THE REQUEST
Format every item below as a numbered list, omitting any blank lines and excluding the pictures.
▶
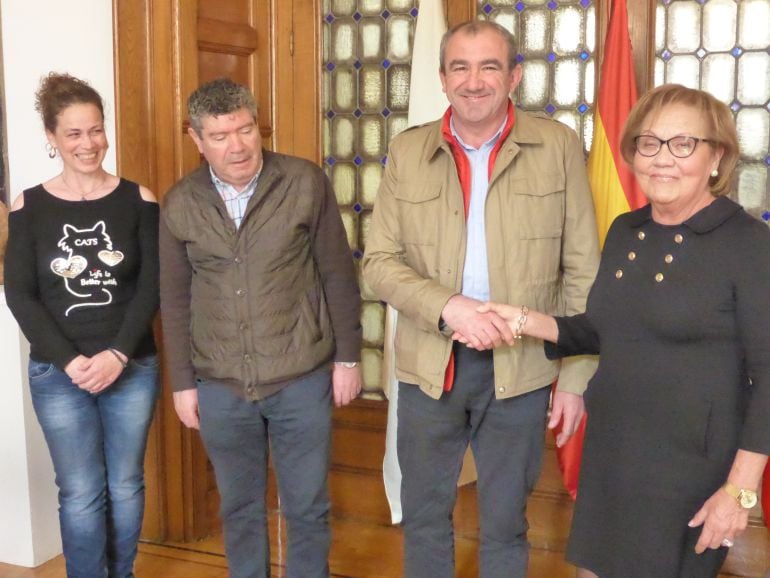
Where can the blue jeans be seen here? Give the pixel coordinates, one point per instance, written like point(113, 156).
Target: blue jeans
point(295, 424)
point(97, 445)
point(507, 439)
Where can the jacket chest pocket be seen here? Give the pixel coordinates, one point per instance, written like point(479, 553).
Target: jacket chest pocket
point(419, 208)
point(539, 206)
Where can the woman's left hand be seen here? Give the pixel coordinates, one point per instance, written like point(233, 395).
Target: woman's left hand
point(100, 372)
point(722, 518)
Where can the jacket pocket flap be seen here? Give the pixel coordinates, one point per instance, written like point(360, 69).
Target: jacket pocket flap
point(417, 192)
point(539, 185)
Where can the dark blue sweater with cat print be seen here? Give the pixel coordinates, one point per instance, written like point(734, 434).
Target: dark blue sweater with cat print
point(82, 276)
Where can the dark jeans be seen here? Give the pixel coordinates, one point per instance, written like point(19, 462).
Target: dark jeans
point(97, 445)
point(296, 425)
point(506, 437)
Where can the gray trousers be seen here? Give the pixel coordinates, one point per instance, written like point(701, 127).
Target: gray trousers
point(295, 424)
point(506, 437)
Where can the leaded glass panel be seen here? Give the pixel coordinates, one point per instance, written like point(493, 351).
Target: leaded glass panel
point(367, 57)
point(723, 46)
point(753, 28)
point(556, 44)
point(719, 22)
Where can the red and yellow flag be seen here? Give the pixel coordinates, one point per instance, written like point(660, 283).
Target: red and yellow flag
point(614, 187)
point(766, 495)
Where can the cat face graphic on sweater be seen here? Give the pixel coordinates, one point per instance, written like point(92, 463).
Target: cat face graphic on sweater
point(85, 269)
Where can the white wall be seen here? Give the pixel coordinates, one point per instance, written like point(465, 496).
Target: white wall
point(38, 36)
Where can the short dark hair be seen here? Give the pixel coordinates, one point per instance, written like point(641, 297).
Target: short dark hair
point(474, 27)
point(218, 97)
point(58, 91)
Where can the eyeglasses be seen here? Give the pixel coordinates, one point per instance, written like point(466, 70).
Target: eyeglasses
point(680, 146)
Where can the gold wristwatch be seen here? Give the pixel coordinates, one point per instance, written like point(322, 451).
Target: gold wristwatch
point(746, 498)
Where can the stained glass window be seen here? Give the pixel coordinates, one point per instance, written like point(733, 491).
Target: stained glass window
point(556, 47)
point(366, 66)
point(723, 46)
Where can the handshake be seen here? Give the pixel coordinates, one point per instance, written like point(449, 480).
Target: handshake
point(488, 325)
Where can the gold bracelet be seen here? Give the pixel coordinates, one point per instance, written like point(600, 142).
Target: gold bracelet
point(520, 322)
point(117, 356)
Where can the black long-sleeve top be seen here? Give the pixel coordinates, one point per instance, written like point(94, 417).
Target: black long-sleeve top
point(82, 276)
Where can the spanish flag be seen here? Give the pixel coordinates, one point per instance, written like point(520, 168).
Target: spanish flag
point(766, 495)
point(614, 187)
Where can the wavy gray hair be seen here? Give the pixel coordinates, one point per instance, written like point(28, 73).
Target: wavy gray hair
point(218, 97)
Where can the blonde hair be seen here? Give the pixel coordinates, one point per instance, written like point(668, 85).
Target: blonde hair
point(719, 119)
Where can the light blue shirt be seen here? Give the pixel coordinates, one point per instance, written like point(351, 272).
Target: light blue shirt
point(476, 270)
point(235, 201)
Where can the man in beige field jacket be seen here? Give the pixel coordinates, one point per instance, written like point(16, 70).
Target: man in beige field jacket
point(539, 238)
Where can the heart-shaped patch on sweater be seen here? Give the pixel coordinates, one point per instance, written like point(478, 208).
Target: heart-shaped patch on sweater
point(110, 258)
point(69, 268)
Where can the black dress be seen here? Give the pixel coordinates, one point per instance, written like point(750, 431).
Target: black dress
point(679, 317)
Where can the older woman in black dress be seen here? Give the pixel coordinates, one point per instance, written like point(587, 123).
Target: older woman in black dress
point(677, 436)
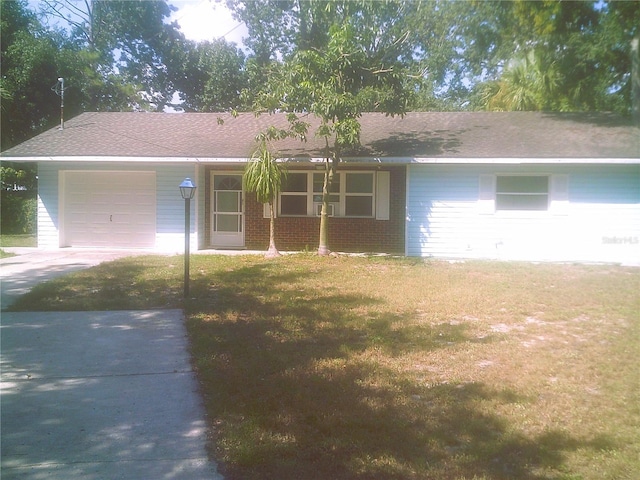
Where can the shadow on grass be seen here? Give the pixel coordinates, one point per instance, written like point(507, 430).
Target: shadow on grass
◀
RESULT OF THE TASK
1. Where can the blue jeans be seen here? Give the pixel coordinates, one point per instance, written like point(113, 156).
2. Target: blue jeans
3. point(295, 424)
4. point(97, 445)
5. point(507, 439)
6. Where can the jacket chest pocket be seen here? Give the pixel coordinates, one point per instance, written like point(479, 553).
7. Target: jacket chest pocket
8. point(419, 208)
9. point(539, 206)
10. Where can the woman's left hand be seen here? Give the pixel coordinates, one point per instance, written like point(233, 395).
11. Target: woman's left hand
12. point(100, 372)
13. point(722, 518)
14. Where can the jacket pocket flap be seen here? Give the pixel coordinates, one point per instance, written like point(360, 69).
15. Target: jacket pocket flap
16. point(417, 192)
17. point(539, 185)
18. Where can the dark blue sweater with cat print be seen here? Give the pixel coordinates, one point per instance, written like point(734, 434).
19. Target: dark blue sweater with cat print
20. point(82, 276)
21. Where can the dark jeans be seen here? Give the pixel coordinates, one point per instance, written like point(19, 462).
22. Target: dark jeans
23. point(97, 445)
24. point(296, 425)
25. point(506, 437)
26. Where can the gray trousers be seen here? Give the pixel coordinates, one point per instance, written like point(701, 127).
27. Target: gray trousers
28. point(295, 424)
29. point(506, 437)
30. Where can the leaded glass panel be seen here? Give the pixel coordinates, one point per instance, written like point(493, 351).
31. Target: leaded glass panel
32. point(367, 57)
33. point(723, 46)
34. point(753, 28)
35. point(556, 44)
36. point(719, 22)
37. Where can the red and yellow flag be seen here? Give the pixel coordinates, one point per instance, written like point(660, 283).
38. Target: red and yellow flag
39. point(614, 187)
40. point(766, 495)
41. Where can the cat face graphic on sweater be seen here? Give the pixel coordinates, one point per instance, written like point(92, 463).
42. Target: cat face graphic on sweater
43. point(85, 269)
44. Where can the white wall be seen here? Give the pixel coordinates, one point per instance, written like point(465, 496).
45. Target: white wall
46. point(38, 36)
47. Where can the short dark hair be seen here? Give the pixel coordinates, one point per instance, written like point(641, 297).
48. Target: short dark hair
49. point(474, 27)
50. point(218, 97)
51. point(58, 91)
52. Where can the eyeglasses be seen here? Give the pixel coordinates, one point per instance, written like point(466, 70).
53. Target: eyeglasses
54. point(680, 146)
55. Where can the gold wristwatch be seen here? Give the pixel coordinates, one point per instance, written like point(322, 451).
56. Target: gold wristwatch
57. point(746, 498)
58. Where can the stained glass window be seen here? Give the pixel coordinates, one point per instance, written like point(733, 491).
59. Target: stained glass window
60. point(556, 47)
61. point(366, 66)
62. point(723, 46)
63. Where can the handshake be seen here? Give the pixel coordinates, one point per instance, written like point(449, 480).
64. Target: handshake
65. point(488, 325)
66. Where can the gold bracelet be seen here? Give the pixel coordinates, one point per instance, written like point(600, 142).
67. Target: gold bracelet
68. point(520, 322)
69. point(117, 356)
70. Where can the black long-sleeve top be seen here? Give the pixel coordinates, one point per instance, written like point(94, 417).
71. Target: black long-sleeve top
72. point(82, 276)
73. Where can the spanish flag be seen here? Give the pixel coordinates, one point per instance, written like point(520, 168).
74. Target: spanish flag
75. point(766, 495)
76. point(614, 187)
77. Where can the wavy gray hair be seen here? Give the pixel coordinates, one point per instance, written like point(28, 73).
78. Target: wavy gray hair
79. point(218, 97)
80. Where can the blonde hair be seen here? Give the pixel coordinates, one point per instance, written like point(668, 85).
81. Target: blonde hair
82. point(719, 119)
83. Where can the light blue shirt be seen here? Give the pixel coordinates, one point per instance, written like point(351, 272).
84. Target: light blue shirt
85. point(476, 270)
86. point(235, 201)
87. Where can the man in beige field jacket be seen here? Give the pixel coordinates, one point per instance, written like point(16, 70).
88. Target: man in beige field jacket
89. point(539, 238)
90. Where can the heart-shaped patch on sweater be seen here? Give the pixel coordinates, one point per instance, written like point(478, 208).
91. Target: heart-shaped patch on sweater
92. point(110, 258)
93. point(69, 268)
94. Where can the black dress be seen here? Give the pixel coordinates, one point per instance, written like point(750, 431).
95. Target: black dress
96. point(679, 317)
97. Where can the older woman in black dress be seen here? Give the pixel coordinates, one point per instance, written like point(587, 123).
98. Target: older woman in black dress
99. point(677, 436)
100. Where can the shadow on grass be seen here? Give the pixel coordinates, one point per instance, written like point(507, 430).
101. Target: shadow on grass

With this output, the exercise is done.